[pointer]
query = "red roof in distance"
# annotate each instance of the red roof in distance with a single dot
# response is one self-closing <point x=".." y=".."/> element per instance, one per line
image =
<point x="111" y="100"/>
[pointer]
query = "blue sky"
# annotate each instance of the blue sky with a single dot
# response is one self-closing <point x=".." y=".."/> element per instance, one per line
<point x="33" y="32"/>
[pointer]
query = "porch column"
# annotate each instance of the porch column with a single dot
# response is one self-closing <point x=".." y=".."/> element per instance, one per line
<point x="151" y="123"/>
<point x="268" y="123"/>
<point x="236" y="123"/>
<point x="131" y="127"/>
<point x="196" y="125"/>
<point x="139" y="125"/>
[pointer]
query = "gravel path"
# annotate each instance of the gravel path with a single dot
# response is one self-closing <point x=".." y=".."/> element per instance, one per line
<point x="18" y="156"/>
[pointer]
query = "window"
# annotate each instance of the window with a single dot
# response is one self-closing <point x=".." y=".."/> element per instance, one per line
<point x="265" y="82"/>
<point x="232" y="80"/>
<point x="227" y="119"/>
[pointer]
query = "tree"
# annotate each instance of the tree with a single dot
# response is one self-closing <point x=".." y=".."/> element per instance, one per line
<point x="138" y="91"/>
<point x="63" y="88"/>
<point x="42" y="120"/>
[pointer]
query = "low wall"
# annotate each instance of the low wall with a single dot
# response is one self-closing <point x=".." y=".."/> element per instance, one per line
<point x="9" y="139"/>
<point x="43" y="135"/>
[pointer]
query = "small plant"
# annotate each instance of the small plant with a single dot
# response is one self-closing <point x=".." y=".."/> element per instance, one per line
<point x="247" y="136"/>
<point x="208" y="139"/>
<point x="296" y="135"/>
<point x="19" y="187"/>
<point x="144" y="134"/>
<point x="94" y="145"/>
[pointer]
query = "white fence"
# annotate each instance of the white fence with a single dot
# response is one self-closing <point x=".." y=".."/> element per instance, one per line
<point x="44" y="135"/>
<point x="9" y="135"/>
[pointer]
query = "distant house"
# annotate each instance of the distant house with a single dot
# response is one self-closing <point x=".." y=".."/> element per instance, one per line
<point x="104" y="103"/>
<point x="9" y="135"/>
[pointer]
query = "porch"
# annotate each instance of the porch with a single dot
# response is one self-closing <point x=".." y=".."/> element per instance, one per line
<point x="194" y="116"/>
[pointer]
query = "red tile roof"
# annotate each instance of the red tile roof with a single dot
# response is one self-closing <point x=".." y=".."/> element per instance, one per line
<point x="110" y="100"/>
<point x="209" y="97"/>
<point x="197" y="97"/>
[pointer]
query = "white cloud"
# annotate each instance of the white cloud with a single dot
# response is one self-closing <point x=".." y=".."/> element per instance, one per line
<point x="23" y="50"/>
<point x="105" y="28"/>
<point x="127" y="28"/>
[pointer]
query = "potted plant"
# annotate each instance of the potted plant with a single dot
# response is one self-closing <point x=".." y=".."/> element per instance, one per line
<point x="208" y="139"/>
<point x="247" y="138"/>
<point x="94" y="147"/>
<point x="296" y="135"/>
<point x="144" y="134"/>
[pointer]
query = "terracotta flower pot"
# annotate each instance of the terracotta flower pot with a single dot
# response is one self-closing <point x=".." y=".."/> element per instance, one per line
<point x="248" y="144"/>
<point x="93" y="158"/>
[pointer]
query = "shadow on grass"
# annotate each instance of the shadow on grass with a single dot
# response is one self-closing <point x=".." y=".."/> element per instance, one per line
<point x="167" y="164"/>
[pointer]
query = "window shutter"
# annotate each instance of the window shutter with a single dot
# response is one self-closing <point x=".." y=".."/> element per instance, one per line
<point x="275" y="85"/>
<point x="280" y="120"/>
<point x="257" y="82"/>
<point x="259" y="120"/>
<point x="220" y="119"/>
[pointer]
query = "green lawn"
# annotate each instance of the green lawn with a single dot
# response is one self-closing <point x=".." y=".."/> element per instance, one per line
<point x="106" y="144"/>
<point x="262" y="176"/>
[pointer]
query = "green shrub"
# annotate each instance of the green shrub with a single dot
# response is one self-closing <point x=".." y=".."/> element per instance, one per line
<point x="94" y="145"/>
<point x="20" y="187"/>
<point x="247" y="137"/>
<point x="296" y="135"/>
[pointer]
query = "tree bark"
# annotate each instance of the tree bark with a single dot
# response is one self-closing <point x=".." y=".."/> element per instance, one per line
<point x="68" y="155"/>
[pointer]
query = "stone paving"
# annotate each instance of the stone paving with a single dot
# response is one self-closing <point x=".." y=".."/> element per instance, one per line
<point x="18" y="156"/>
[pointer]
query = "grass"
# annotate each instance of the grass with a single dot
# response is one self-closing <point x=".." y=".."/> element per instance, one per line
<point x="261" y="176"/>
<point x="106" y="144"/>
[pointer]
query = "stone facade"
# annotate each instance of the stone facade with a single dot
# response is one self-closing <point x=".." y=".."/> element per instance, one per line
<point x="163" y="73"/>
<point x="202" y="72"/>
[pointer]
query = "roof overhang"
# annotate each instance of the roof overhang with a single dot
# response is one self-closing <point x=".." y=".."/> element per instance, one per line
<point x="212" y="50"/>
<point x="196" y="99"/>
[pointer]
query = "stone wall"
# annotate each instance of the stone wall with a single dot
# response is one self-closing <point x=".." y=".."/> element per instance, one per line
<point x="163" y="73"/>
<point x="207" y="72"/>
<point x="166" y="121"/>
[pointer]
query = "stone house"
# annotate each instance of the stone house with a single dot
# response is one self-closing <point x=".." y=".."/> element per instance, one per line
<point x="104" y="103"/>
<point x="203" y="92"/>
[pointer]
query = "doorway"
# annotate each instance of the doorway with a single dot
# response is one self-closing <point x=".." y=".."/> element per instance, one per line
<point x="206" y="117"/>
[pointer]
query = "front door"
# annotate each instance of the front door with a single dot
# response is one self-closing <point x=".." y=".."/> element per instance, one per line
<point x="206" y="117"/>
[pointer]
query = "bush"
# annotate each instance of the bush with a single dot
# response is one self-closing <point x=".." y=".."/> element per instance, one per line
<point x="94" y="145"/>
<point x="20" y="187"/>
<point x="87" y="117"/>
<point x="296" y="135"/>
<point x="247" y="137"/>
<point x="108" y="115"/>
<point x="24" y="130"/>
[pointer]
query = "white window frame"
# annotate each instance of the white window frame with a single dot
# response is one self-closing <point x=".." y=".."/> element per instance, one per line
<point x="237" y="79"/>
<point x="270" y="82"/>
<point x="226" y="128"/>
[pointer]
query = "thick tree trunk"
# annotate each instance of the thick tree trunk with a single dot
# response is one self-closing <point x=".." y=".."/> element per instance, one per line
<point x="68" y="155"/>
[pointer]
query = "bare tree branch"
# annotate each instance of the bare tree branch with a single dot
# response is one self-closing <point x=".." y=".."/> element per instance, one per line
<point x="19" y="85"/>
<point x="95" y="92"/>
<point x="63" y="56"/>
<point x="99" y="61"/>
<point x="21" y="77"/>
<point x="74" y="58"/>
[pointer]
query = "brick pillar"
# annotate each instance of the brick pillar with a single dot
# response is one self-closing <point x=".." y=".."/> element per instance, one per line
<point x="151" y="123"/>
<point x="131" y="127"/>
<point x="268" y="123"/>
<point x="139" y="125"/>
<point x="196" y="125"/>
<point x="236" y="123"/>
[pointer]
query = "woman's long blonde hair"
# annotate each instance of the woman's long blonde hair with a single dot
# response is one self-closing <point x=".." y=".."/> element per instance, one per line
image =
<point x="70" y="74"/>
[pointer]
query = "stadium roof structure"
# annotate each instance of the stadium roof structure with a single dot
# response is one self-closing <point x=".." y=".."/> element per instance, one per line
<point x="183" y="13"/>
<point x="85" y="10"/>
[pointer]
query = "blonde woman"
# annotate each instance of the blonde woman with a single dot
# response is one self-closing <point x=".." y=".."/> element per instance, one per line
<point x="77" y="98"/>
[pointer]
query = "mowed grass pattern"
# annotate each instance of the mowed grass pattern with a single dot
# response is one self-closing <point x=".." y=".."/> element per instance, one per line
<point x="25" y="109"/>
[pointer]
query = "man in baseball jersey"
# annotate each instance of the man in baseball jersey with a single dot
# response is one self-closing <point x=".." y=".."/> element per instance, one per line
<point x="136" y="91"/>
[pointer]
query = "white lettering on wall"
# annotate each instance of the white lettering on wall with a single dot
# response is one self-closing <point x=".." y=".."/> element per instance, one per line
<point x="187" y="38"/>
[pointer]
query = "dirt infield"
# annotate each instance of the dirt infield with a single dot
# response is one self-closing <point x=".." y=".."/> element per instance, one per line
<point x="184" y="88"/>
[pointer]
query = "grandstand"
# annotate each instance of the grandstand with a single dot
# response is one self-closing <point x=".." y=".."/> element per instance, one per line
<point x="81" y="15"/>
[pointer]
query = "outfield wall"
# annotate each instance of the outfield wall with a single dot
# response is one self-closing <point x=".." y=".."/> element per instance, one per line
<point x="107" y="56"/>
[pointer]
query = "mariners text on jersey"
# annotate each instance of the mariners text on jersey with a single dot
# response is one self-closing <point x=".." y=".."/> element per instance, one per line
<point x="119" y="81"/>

Task details:
Where a line of the records contains the word "doorway", copy that line.

Output of the task:
query = "doorway"
# annotate each instance of the doorway with a single dot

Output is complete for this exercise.